◆ Records for the task
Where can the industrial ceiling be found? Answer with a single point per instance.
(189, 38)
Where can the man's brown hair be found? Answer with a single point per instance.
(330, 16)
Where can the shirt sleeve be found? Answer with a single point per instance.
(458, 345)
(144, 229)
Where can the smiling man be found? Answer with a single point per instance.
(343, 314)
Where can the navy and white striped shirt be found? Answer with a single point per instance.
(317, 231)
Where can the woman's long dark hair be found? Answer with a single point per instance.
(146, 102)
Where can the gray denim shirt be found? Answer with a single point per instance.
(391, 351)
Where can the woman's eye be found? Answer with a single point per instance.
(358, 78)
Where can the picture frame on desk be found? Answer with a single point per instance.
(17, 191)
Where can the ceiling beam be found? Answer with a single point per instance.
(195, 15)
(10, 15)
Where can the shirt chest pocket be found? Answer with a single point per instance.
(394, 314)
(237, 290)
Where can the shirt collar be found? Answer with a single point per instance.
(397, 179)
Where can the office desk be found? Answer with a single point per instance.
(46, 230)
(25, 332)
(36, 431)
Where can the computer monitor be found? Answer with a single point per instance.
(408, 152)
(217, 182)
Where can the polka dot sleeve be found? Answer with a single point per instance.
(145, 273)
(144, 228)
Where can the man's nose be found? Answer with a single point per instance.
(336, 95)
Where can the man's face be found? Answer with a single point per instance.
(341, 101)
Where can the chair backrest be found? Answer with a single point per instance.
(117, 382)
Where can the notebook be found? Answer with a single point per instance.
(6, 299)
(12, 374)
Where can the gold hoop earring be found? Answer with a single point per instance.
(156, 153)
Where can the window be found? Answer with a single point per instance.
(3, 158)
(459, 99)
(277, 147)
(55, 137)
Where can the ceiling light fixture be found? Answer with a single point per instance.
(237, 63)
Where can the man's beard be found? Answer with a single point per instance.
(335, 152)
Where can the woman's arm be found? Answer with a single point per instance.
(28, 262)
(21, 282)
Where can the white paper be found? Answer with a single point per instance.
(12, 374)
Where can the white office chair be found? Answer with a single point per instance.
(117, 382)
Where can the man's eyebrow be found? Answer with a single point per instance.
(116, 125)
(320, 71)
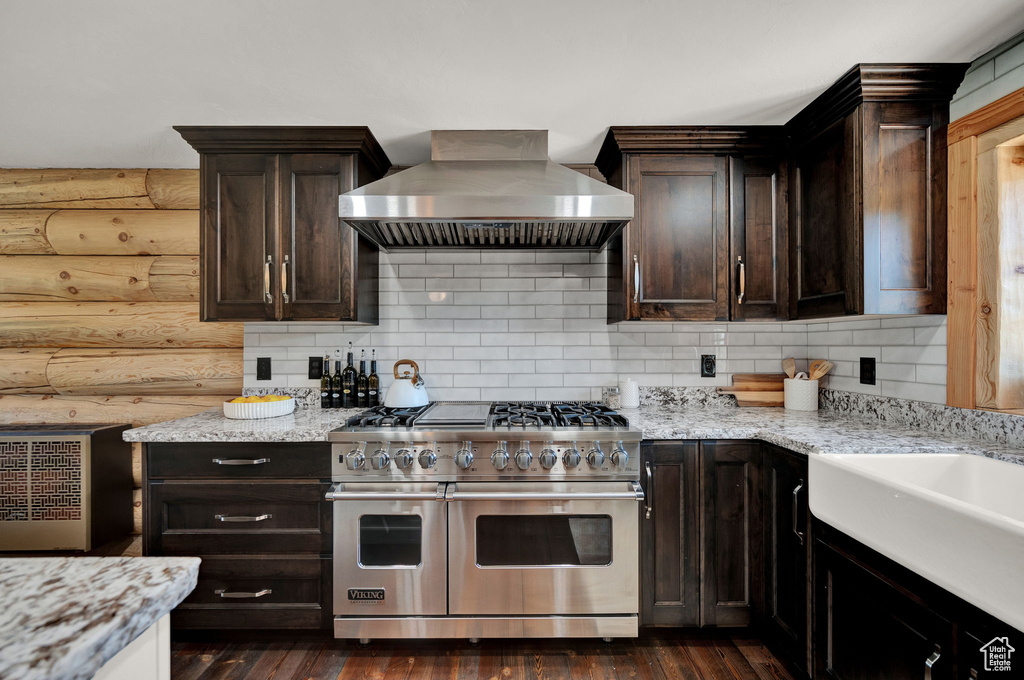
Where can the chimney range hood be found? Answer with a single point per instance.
(487, 188)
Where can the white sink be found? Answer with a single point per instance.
(954, 518)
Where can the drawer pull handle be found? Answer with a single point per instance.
(932, 661)
(259, 593)
(243, 518)
(241, 461)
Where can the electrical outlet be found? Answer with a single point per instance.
(262, 368)
(866, 370)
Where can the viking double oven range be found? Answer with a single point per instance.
(485, 520)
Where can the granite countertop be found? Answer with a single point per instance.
(66, 617)
(807, 432)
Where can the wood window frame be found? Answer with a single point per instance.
(968, 312)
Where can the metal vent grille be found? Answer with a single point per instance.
(579, 236)
(41, 480)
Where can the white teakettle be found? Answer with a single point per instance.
(407, 390)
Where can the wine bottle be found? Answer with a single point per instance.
(363, 382)
(374, 382)
(326, 383)
(336, 382)
(348, 383)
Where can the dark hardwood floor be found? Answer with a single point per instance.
(679, 655)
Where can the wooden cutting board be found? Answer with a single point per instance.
(757, 389)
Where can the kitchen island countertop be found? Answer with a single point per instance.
(807, 432)
(66, 617)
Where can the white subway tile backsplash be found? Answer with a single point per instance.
(531, 325)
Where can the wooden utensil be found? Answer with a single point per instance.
(819, 368)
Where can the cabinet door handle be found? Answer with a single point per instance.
(241, 461)
(932, 661)
(266, 280)
(238, 595)
(742, 279)
(650, 490)
(243, 518)
(636, 279)
(796, 512)
(284, 280)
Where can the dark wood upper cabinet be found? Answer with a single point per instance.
(272, 246)
(868, 186)
(758, 237)
(708, 240)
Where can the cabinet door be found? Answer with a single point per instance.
(730, 524)
(320, 253)
(679, 248)
(758, 239)
(787, 551)
(239, 269)
(670, 549)
(824, 252)
(866, 629)
(904, 249)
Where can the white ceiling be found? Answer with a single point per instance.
(100, 83)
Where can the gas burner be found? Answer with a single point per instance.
(524, 414)
(587, 414)
(386, 417)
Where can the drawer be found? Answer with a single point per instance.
(298, 599)
(193, 518)
(239, 461)
(245, 583)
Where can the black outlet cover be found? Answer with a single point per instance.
(866, 370)
(262, 368)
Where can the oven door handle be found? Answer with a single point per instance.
(634, 493)
(340, 493)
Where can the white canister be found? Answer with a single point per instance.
(801, 394)
(629, 393)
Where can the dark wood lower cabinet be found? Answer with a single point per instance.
(669, 544)
(700, 545)
(256, 516)
(869, 629)
(786, 614)
(730, 528)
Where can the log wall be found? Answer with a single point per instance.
(99, 301)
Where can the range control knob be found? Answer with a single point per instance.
(403, 459)
(620, 457)
(523, 458)
(500, 458)
(427, 459)
(548, 458)
(464, 457)
(380, 459)
(570, 458)
(355, 460)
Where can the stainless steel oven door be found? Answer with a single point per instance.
(543, 548)
(390, 549)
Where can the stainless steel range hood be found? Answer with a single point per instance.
(487, 188)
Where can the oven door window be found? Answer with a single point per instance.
(543, 541)
(389, 541)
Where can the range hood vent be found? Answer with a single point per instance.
(487, 188)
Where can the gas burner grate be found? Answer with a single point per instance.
(521, 414)
(587, 414)
(386, 417)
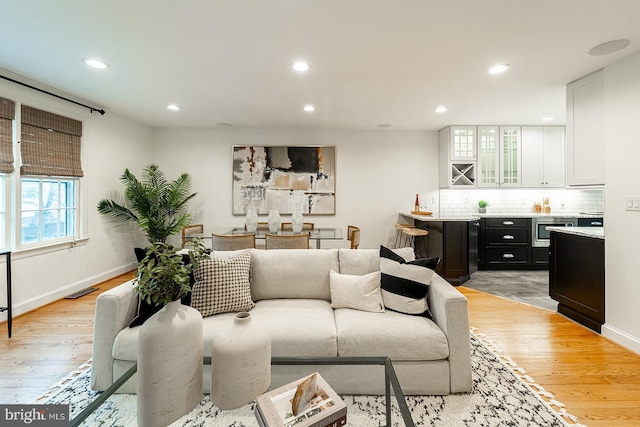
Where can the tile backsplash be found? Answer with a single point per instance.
(514, 201)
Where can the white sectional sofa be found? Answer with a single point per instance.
(291, 289)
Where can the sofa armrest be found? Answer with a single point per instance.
(115, 309)
(449, 309)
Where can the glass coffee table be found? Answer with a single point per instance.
(390, 380)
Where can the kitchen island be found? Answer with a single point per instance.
(452, 239)
(576, 274)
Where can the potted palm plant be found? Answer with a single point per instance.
(164, 275)
(171, 338)
(157, 205)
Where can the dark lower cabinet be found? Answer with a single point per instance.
(576, 278)
(455, 243)
(505, 244)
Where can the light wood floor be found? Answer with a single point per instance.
(597, 380)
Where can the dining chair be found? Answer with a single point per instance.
(234, 242)
(307, 226)
(190, 231)
(288, 241)
(353, 235)
(261, 226)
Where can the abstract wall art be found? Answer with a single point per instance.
(284, 178)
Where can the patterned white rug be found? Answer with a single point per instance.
(503, 395)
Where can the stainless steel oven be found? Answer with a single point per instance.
(541, 235)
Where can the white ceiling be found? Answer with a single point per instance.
(373, 61)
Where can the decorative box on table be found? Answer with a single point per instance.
(325, 409)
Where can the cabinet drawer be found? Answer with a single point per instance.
(509, 222)
(516, 236)
(516, 255)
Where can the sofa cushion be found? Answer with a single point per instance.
(292, 273)
(405, 284)
(301, 327)
(391, 334)
(363, 261)
(357, 292)
(222, 284)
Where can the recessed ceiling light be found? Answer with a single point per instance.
(95, 63)
(300, 66)
(499, 68)
(609, 47)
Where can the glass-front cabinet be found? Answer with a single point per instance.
(499, 156)
(463, 143)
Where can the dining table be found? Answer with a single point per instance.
(317, 234)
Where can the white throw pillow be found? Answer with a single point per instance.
(357, 292)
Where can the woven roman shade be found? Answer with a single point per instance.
(50, 144)
(7, 113)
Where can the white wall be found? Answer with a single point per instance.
(378, 173)
(622, 242)
(110, 144)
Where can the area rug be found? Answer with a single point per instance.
(503, 395)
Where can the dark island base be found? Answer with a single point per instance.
(590, 323)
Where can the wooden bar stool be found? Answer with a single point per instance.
(400, 237)
(410, 234)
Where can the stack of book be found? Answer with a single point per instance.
(324, 407)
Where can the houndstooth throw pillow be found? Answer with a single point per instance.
(222, 285)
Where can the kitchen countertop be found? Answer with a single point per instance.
(428, 218)
(595, 232)
(541, 215)
(472, 217)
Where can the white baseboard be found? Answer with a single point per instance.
(57, 294)
(620, 337)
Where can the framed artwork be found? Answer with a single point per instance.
(284, 178)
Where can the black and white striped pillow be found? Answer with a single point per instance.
(404, 284)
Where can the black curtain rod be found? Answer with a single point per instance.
(92, 109)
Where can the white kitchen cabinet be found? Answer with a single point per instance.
(457, 156)
(543, 163)
(585, 131)
(499, 156)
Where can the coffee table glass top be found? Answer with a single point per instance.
(391, 383)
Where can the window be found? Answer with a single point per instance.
(3, 212)
(50, 172)
(48, 209)
(44, 211)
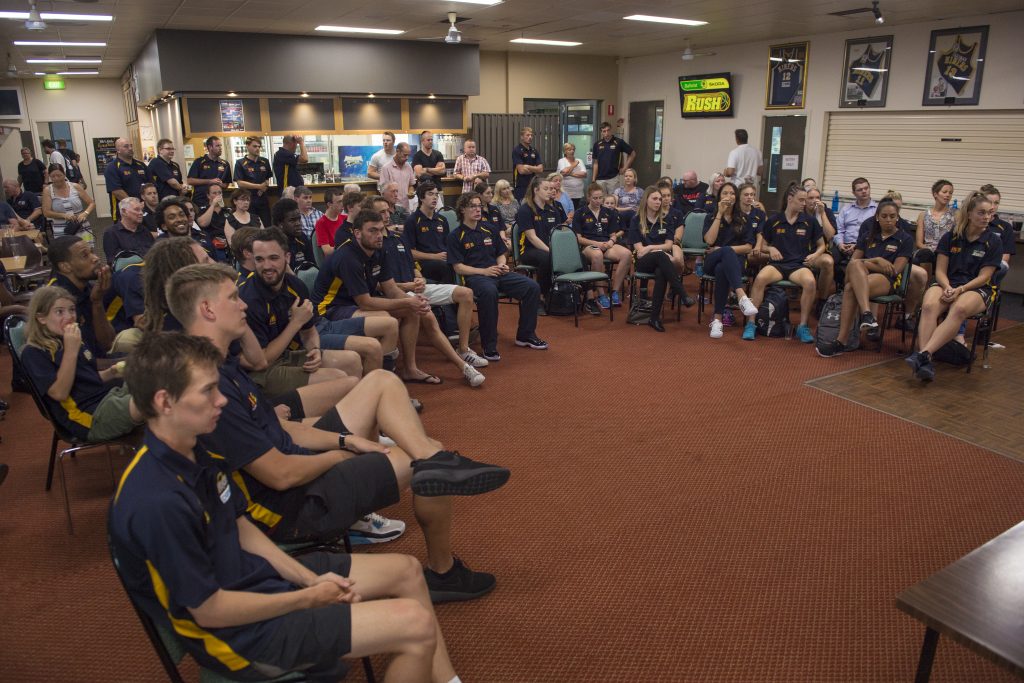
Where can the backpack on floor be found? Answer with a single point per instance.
(773, 314)
(563, 298)
(827, 331)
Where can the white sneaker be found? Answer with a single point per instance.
(472, 375)
(748, 307)
(375, 528)
(473, 359)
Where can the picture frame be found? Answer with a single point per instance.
(865, 72)
(785, 82)
(955, 67)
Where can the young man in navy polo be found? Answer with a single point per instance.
(607, 159)
(197, 565)
(525, 163)
(477, 253)
(77, 268)
(208, 170)
(303, 480)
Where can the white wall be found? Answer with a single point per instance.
(702, 144)
(96, 102)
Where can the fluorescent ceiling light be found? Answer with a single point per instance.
(664, 19)
(55, 43)
(64, 61)
(538, 41)
(350, 29)
(57, 16)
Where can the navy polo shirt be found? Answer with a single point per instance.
(796, 240)
(427, 235)
(87, 390)
(173, 525)
(248, 429)
(477, 248)
(542, 221)
(348, 272)
(523, 155)
(286, 168)
(268, 310)
(162, 171)
(256, 171)
(1008, 237)
(606, 157)
(399, 257)
(728, 236)
(597, 228)
(897, 245)
(206, 168)
(656, 233)
(118, 239)
(968, 258)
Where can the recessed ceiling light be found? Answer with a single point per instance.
(65, 61)
(664, 19)
(352, 29)
(58, 16)
(538, 41)
(55, 43)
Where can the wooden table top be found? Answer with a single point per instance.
(978, 600)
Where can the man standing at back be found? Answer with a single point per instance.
(744, 164)
(607, 154)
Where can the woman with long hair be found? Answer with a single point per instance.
(730, 238)
(966, 259)
(62, 368)
(875, 269)
(651, 240)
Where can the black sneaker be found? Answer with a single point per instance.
(448, 473)
(458, 584)
(534, 342)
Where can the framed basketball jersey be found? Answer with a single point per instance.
(786, 83)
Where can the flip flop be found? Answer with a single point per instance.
(429, 379)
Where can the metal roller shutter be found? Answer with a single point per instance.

◆ Problem to solve
Copy out exactly the line that holds "Where can the young" and all remaining lines of the listing, both the first and the last included.

◆ Written answer
Where can the young man in navy polo be found? Answer with a single point per instance.
(607, 159)
(197, 565)
(525, 163)
(477, 253)
(77, 268)
(208, 170)
(303, 480)
Where can the white wall be found? Answer with a single point per instance.
(702, 144)
(96, 102)
Where can the fluorescent ceiling light be found? Answer with a single point per instance.
(664, 19)
(55, 43)
(64, 61)
(538, 41)
(350, 29)
(57, 16)
Where can the navy polo shirt be found? Answer with a single point per instance.
(796, 240)
(427, 235)
(87, 390)
(173, 525)
(248, 429)
(477, 248)
(542, 221)
(348, 272)
(523, 155)
(286, 168)
(268, 310)
(162, 171)
(256, 171)
(1008, 237)
(606, 157)
(399, 257)
(728, 236)
(597, 228)
(897, 245)
(206, 168)
(656, 233)
(118, 239)
(968, 258)
Where can the recessed ceiling light be found? Answer with a single point per instance.
(65, 61)
(664, 19)
(352, 29)
(58, 16)
(538, 41)
(55, 43)
Where can the wooden table top be found? Answer with a single point per instance.
(978, 600)
Where can the man standing at back be found? Answer with a single point per instance.
(744, 164)
(607, 154)
Where can the woman with long hair be found? Answer with a single point per instance.
(730, 238)
(966, 259)
(62, 368)
(875, 269)
(651, 240)
Where can the black sneaker be found? Answer with a single point per instance.
(448, 473)
(458, 584)
(534, 342)
Where can the framed basketball jersey be found? Answer with a single point per instance.
(786, 83)
Where can the flip flop be found? Answer with a single point per instance.
(429, 379)
Where can the metal roller shutter be found? Answer with a single point per instance.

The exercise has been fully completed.